STORED ROWS
------------------------------------

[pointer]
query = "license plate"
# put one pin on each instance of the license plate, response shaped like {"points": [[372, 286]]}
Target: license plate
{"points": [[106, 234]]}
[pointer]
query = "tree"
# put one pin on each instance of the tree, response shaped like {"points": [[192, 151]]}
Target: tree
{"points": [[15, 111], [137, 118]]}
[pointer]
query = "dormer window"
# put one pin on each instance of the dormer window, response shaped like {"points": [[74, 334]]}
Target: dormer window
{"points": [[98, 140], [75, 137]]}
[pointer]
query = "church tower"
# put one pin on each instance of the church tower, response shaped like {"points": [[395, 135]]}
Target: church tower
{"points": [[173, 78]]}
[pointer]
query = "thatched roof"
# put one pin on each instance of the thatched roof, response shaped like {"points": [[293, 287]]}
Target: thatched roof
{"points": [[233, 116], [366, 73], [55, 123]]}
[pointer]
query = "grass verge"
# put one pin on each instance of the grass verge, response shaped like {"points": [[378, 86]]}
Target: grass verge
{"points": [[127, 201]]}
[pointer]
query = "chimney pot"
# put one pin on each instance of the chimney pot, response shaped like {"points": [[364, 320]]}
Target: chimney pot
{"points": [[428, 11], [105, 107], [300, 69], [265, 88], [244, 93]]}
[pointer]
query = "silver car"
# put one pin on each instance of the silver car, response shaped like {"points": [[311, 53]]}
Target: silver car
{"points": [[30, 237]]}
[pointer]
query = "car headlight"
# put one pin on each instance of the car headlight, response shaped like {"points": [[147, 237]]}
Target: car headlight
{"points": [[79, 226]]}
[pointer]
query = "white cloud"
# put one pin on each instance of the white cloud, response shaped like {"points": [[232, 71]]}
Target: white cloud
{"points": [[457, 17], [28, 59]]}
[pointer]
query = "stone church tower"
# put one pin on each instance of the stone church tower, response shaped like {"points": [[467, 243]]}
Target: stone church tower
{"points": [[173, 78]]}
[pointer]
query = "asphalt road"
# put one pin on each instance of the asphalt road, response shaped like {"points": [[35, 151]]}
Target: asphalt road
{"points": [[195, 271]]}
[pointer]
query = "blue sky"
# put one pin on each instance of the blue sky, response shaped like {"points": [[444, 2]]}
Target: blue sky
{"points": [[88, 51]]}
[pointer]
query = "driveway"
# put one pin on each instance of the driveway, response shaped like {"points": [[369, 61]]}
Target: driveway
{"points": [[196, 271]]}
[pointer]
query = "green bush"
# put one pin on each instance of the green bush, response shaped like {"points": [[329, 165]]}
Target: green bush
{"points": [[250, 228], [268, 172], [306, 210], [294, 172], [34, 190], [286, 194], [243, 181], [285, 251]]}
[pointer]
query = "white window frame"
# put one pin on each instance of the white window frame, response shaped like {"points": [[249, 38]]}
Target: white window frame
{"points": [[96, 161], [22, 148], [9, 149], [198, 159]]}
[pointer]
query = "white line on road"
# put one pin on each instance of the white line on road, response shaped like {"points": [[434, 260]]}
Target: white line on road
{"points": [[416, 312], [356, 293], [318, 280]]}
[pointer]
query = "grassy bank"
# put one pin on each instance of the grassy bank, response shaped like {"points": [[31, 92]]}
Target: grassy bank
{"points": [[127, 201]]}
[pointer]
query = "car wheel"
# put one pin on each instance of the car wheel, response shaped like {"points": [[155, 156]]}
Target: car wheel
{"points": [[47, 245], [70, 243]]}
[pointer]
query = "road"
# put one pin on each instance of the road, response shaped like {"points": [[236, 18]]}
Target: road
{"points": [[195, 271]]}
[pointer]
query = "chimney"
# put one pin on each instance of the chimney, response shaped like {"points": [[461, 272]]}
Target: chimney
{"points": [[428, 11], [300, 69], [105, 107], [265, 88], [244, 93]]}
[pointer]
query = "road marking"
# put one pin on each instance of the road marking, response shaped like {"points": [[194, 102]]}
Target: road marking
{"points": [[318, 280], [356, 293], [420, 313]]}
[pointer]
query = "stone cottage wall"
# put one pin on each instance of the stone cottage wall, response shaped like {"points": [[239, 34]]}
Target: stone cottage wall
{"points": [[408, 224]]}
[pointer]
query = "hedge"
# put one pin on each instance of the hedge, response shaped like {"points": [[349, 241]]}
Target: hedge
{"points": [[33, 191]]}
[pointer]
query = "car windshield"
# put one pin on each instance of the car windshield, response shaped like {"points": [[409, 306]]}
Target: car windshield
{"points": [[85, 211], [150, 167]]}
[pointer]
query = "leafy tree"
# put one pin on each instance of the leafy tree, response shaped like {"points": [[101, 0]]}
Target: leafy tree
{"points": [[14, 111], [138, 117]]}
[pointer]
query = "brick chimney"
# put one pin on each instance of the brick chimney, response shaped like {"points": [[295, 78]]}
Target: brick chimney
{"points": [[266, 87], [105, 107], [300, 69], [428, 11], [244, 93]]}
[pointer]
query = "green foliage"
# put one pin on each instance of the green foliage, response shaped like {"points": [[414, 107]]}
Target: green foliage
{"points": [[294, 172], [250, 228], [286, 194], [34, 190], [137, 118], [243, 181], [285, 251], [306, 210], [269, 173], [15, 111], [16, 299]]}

------------------------------------

EXERCISE TASK
List every line in the entries above that contains the word "grassy", copying each line in full. The match is case-sensitive.

WRITTEN REPLY
query = "grassy bank"
# put one pin on each instance of the grassy bank, response shaped like {"points": [[31, 92]]}
Target: grassy bank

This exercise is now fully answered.